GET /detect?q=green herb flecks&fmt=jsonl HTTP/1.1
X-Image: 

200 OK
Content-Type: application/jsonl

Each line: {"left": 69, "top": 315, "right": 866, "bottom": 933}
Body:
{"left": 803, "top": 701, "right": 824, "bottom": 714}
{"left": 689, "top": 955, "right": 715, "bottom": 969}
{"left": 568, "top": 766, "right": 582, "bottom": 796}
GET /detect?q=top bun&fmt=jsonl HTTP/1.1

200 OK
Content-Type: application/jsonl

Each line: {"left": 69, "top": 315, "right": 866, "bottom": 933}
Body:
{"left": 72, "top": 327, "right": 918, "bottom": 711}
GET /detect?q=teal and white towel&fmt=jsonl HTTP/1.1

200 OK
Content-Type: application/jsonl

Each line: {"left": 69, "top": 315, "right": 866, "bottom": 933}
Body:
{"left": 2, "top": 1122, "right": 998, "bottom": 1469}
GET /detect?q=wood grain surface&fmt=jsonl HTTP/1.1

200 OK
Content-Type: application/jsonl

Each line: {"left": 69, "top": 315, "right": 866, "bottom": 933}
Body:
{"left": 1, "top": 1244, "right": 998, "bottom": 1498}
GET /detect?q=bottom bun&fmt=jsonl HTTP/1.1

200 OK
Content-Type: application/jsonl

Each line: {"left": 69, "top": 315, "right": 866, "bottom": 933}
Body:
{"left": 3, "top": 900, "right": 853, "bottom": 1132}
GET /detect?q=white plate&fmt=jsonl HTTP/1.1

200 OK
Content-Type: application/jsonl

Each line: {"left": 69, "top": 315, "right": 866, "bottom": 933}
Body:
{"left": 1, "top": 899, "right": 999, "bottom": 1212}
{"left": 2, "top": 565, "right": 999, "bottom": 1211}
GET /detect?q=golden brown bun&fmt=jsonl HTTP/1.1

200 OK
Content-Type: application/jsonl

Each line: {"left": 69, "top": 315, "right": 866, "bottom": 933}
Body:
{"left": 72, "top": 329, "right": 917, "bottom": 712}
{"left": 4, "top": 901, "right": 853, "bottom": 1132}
- - -
> [PROBLEM DETAILS]: Reproduce exactly the stretch of lines that starts at the one containing "GET /detect?q=teal and" and ends with the final line of the data, including both ends and nothing more.

> [ANSWER TO THE PROBLEM]:
GET /detect?q=teal and white towel&fmt=jsonl HTTP/1.1

200 OK
Content-Type: application/jsonl

Each line: {"left": 69, "top": 315, "right": 866, "bottom": 933}
Body:
{"left": 2, "top": 1122, "right": 998, "bottom": 1469}
GET /detect?q=wood grain surface&fmt=jsonl HTTP/1.1

200 OK
Content-Type: application/jsonl

Each line: {"left": 69, "top": 315, "right": 866, "bottom": 933}
Body:
{"left": 1, "top": 1244, "right": 998, "bottom": 1498}
GET /detect?q=bottom bun&fmt=jsonl HTTP/1.1

200 OK
Content-Type: application/jsonl

Each line: {"left": 69, "top": 315, "right": 866, "bottom": 933}
Body:
{"left": 3, "top": 900, "right": 853, "bottom": 1132}
GET /detect?q=white plate&fmt=jsonl HTTP/1.1

200 OK
Content-Type: application/jsonl

Each line: {"left": 69, "top": 315, "right": 866, "bottom": 933}
Body:
{"left": 1, "top": 899, "right": 999, "bottom": 1212}
{"left": 2, "top": 565, "right": 999, "bottom": 1211}
GET /detect?q=golden brown bun&fmt=jsonl HTTP/1.1

200 OK
Content-Type: application/jsonl

Each line: {"left": 69, "top": 315, "right": 866, "bottom": 933}
Body:
{"left": 72, "top": 329, "right": 917, "bottom": 712}
{"left": 4, "top": 901, "right": 853, "bottom": 1132}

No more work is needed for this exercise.